(REQUIRED TASK): Copy the records below line for line, keeping every character the same.

(SUPPLIED DATA):
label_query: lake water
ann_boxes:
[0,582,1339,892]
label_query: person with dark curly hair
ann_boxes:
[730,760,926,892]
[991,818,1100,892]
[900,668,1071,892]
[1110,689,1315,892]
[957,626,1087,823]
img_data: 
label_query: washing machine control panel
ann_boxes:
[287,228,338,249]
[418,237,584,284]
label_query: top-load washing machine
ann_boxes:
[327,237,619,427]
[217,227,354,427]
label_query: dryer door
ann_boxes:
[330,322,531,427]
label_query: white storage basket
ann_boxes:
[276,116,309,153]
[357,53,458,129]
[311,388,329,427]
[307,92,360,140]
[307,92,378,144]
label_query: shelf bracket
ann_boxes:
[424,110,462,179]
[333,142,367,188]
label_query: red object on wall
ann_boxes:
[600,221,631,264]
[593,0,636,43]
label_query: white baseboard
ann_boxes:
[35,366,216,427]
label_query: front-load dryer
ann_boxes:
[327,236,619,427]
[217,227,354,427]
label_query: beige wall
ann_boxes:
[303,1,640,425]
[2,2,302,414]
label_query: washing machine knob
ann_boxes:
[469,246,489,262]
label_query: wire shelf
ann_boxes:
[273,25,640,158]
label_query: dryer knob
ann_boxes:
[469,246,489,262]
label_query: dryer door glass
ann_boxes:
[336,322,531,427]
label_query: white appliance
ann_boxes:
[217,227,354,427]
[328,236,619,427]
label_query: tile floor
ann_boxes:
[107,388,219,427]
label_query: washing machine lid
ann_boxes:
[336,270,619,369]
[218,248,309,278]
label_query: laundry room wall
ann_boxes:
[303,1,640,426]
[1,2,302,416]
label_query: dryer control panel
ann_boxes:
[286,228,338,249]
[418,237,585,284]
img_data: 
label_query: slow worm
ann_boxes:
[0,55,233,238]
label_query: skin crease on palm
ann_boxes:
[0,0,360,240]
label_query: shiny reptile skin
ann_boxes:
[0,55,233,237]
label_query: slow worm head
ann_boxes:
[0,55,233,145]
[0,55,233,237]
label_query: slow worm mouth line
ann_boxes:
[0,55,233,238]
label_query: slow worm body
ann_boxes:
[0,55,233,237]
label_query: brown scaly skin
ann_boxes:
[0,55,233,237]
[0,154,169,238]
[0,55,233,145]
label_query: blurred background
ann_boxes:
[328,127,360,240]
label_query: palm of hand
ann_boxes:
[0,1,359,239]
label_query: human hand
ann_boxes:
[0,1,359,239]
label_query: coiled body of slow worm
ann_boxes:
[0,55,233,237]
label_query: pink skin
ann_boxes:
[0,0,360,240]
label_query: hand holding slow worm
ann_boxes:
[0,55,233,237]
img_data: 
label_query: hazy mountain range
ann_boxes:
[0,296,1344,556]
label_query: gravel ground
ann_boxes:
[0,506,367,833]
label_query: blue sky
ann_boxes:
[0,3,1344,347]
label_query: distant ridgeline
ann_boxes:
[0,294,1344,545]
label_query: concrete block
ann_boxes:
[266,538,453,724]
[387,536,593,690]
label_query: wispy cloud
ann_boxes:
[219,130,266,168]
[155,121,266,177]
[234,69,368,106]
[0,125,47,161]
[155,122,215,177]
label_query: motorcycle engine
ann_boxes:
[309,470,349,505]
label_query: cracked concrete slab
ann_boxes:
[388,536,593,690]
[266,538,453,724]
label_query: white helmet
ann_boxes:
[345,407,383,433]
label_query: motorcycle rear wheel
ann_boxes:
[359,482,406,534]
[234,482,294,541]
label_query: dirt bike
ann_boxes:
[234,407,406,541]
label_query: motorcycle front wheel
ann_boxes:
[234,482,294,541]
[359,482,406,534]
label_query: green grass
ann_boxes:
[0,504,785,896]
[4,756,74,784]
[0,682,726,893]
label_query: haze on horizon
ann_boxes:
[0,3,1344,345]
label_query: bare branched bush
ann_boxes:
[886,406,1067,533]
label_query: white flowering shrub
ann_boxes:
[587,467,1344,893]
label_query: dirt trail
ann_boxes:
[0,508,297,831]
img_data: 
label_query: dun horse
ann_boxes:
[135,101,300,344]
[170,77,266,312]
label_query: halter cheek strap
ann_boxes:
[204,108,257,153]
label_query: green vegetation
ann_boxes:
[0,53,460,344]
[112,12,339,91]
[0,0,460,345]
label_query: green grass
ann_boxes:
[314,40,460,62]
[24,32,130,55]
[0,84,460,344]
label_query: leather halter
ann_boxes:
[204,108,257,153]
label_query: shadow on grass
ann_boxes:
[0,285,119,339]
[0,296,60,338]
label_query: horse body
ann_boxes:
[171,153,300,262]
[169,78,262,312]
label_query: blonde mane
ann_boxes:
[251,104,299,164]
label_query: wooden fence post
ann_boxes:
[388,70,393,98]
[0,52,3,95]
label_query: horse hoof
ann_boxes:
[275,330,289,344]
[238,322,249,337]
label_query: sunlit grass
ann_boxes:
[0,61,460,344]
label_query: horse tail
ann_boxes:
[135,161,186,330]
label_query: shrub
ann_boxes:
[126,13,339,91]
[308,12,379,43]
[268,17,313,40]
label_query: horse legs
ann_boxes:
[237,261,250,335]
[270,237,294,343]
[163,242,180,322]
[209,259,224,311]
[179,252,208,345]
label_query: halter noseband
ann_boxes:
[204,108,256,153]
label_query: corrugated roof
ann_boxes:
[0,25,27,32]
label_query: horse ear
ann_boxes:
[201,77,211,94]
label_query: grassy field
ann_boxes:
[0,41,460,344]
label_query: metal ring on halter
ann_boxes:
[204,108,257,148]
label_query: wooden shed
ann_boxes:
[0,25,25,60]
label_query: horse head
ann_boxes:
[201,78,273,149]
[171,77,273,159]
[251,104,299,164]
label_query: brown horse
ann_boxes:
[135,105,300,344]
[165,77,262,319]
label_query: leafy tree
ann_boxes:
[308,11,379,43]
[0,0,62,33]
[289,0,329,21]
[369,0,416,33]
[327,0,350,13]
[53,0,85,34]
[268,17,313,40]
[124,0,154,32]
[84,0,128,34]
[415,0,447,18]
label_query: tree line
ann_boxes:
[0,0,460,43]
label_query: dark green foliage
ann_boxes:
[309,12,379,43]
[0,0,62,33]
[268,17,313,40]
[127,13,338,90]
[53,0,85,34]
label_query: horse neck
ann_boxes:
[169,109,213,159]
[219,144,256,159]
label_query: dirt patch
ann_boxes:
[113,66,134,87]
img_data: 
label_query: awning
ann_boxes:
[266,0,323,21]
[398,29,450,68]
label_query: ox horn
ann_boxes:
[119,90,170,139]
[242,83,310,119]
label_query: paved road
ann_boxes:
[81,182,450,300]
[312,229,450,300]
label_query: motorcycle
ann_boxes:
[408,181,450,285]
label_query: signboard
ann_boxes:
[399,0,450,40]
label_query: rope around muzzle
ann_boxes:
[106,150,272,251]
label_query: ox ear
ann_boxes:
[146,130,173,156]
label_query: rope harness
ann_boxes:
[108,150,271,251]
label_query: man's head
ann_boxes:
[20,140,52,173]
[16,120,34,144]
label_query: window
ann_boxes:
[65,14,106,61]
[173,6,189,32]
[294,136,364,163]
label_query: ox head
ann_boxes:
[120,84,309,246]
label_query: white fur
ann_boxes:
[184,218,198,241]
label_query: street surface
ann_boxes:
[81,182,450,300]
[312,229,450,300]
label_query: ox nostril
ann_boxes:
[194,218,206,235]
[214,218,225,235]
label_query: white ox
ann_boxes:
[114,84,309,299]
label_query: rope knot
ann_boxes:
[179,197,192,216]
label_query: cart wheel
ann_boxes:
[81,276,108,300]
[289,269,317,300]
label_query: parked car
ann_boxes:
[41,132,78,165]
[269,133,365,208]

(RESULT OF THE EXERCISE):
label_query: lake water
ann_boxes:
[0,582,1339,892]
label_query: person with dark curly hair
ann_boxes:
[730,760,926,892]
[991,818,1100,892]
[900,668,1071,892]
[1110,689,1315,892]
[957,626,1087,823]
img_data: 
label_query: washing machine control panel
ann_boxes:
[287,228,338,249]
[418,237,584,284]
label_query: top-load washing machine
ann_boxes:
[327,237,619,427]
[217,227,354,427]
label_query: dryer door
ann_boxes:
[330,322,531,427]
label_query: white storage basket
ann_boxes:
[276,116,309,153]
[357,53,458,129]
[311,388,329,427]
[307,92,360,140]
[307,92,378,144]
label_query: shelf bracket
ann_boxes:
[424,110,462,179]
[333,142,367,188]
label_query: red object on wall
ann_boxes:
[600,221,631,264]
[593,0,636,43]
label_query: white baseboard
ann_boxes:
[35,366,216,427]
label_query: front-load dryer
ann_boxes:
[327,236,619,427]
[217,227,354,427]
label_query: beige wall
ann_boxes:
[303,1,640,425]
[2,2,302,414]
label_query: washing machine knob
ann_boxes:
[469,246,489,262]
label_query: wire shelf
ann_boxes:
[273,25,640,158]
label_query: dryer knob
ann_boxes:
[469,246,489,262]
label_query: dryer door glass
ann_boxes:
[336,322,531,427]
label_query: white appliance
ann_boxes:
[217,227,354,427]
[328,236,619,427]
label_query: tile floor
ann_boxes:
[107,388,219,427]
label_query: washing machine lid
ann_boxes:
[336,270,619,369]
[218,248,309,278]
label_query: laundry room wall
ann_boxes:
[303,1,640,426]
[1,2,302,416]
label_query: dryer control panel
ann_boxes:
[286,228,338,249]
[418,237,585,284]
img_data: 
label_query: slow worm
ann_boxes:
[0,55,233,238]
label_query: skin crease on palm
ann_boxes:
[0,0,360,240]
label_query: shiny reptile skin
ann_boxes:
[0,55,233,237]
label_query: slow worm head
ann_boxes:
[0,55,233,145]
[0,55,233,237]
label_query: slow worm mouth line
ann_boxes:
[0,55,233,238]
label_query: slow worm body
ann_boxes:
[0,55,233,237]
label_query: brown scaly skin
ann_boxes:
[0,55,233,237]
[0,154,169,238]
[0,55,233,145]
label_query: blurred background
ann_boxes:
[328,127,360,240]
label_query: palm of hand
ann_boxes:
[0,1,359,239]
label_query: human hand
ann_boxes:
[0,1,359,239]
label_query: coiled body of slow worm
ann_boxes:
[0,55,233,237]
label_query: pink skin
ann_boxes:
[0,0,360,240]
label_query: hand holding slow worm
ann_boxes:
[0,55,233,237]
img_data: 
label_query: hazy mountain range
ann_boxes:
[0,296,1344,556]
label_query: gravel ground
ann_boxes:
[0,506,367,833]
label_query: blue sky
ann_boxes:
[0,3,1344,347]
label_query: distant ridgeline
ann_boxes:
[0,294,1344,545]
label_query: concrete block
ann_boxes:
[266,538,453,724]
[387,536,593,690]
label_query: wispy cloud
ann_boxes:
[219,130,266,168]
[155,121,266,177]
[234,69,368,106]
[0,125,47,161]
[155,122,215,177]
label_query: motorcycle engine
ann_boxes:
[309,470,349,505]
label_query: cracked concrete slab
ann_boxes:
[388,536,593,690]
[266,538,453,724]
label_query: white helmet
ann_boxes:
[345,407,383,433]
label_query: motorcycle rear wheel
ann_boxes:
[359,482,406,534]
[234,482,294,541]
label_query: dirt bike
ann_boxes:
[234,407,406,541]
label_query: motorcycle front wheel
ann_boxes:
[234,482,294,541]
[359,482,406,534]
label_query: green grass
ann_boxes:
[0,504,785,896]
[4,756,74,784]
[0,682,726,893]
label_query: haze on horizon
ann_boxes:
[0,3,1344,345]
label_query: bare branched bush
ann_boxes:
[886,406,1067,533]
label_query: white flowering shrub
ann_boxes:
[587,467,1344,893]
label_query: dirt trail
ann_boxes:
[0,508,297,831]
img_data: 
label_query: dun horse
ann_boxes:
[135,101,300,344]
[170,77,266,312]
label_query: halter cheek strap
ann_boxes:
[204,108,257,153]
label_query: green vegetation
ann_boxes:
[0,53,460,344]
[112,12,339,91]
[0,0,460,345]
label_query: green grass
ann_boxes:
[314,40,460,62]
[24,32,130,55]
[0,84,460,344]
label_query: leather halter
ann_boxes:
[204,108,257,153]
label_query: shadow on grass
ann_boxes:
[0,285,119,339]
[0,296,60,338]
label_query: horse body
ann_boxes:
[171,153,300,262]
[169,78,262,312]
label_query: blonde mane
ann_boxes:
[251,104,299,164]
label_query: wooden fence post
ann_boxes:
[388,70,393,98]
[0,52,3,95]
label_query: horse hoof
ann_boxes:
[275,330,289,344]
[238,322,249,337]
label_query: sunlit grass
ann_boxes:
[0,61,460,344]
label_query: horse tail
ann_boxes:
[135,161,186,330]
label_query: shrub
ann_boxes:
[126,13,339,91]
[308,12,379,43]
[268,17,313,40]
label_query: horse legs
ann_boxes:
[237,261,250,335]
[270,237,294,343]
[163,242,180,322]
[209,259,224,311]
[179,252,208,345]
label_query: halter noseband
ann_boxes:
[204,108,256,153]
label_query: corrugated roof
ann_boxes:
[0,25,27,32]
label_query: horse ear
ann_boxes:
[201,77,211,94]
label_query: grassy field
ann_boxes:
[0,41,460,344]
label_query: metal ring on halter
ann_boxes:
[204,108,257,148]
label_query: wooden shed
ann_boxes:
[0,25,25,60]
label_query: horse head
ann_boxes:
[201,78,273,149]
[171,77,273,159]
[251,104,299,164]
label_query: brown horse
ann_boxes:
[135,105,300,344]
[165,77,262,319]
label_query: leafy tree
ann_boxes:
[308,11,379,43]
[0,0,62,33]
[289,0,329,21]
[369,0,416,33]
[327,0,350,13]
[53,0,85,34]
[268,17,313,40]
[124,0,154,32]
[84,0,128,34]
[415,0,447,18]
label_query: tree line
ann_boxes:
[0,0,460,43]
label_query: dark green foliage
ann_boxes:
[309,12,379,43]
[0,0,62,33]
[268,17,313,40]
[127,13,338,90]
[53,0,85,34]
label_query: horse neck
ann_boxes:
[169,109,213,159]
[219,144,256,159]
label_query: dirt patch
ann_boxes:
[113,66,134,87]
img_data: 
label_query: awning
ann_boxes:
[266,0,323,21]
[398,29,450,68]
label_query: ox horn
ann_boxes:
[119,90,170,139]
[242,83,310,119]
label_query: paved road
ann_boxes:
[81,182,450,300]
[312,229,450,300]
label_query: motorcycle
ann_boxes:
[408,181,450,285]
label_query: signboard
ann_boxes:
[399,0,450,40]
label_query: rope around muzzle
ann_boxes:
[106,150,272,251]
label_query: ox ear
ann_boxes:
[146,130,173,156]
label_query: rope harness
ann_boxes:
[108,150,271,251]
label_query: man's head
ann_boxes:
[20,140,52,173]
[16,120,34,144]
label_query: window
ann_boxes:
[65,14,106,61]
[173,6,189,32]
[294,136,364,163]
label_query: ox head
ann_boxes:
[120,84,309,246]
label_query: white fur
ann_boxes:
[184,218,198,241]
label_query: street surface
ann_boxes:
[81,182,450,300]
[312,229,450,300]
label_query: ox nostril
ann_boxes:
[194,218,206,235]
[214,218,225,235]
label_query: white ox
ann_boxes:
[114,84,309,299]
label_query: rope knot
ann_boxes:
[179,197,192,216]
label_query: cart wheel
ann_boxes:
[81,276,108,300]
[289,269,317,300]
label_query: parked car
ann_boxes:
[41,132,78,165]
[269,133,365,208]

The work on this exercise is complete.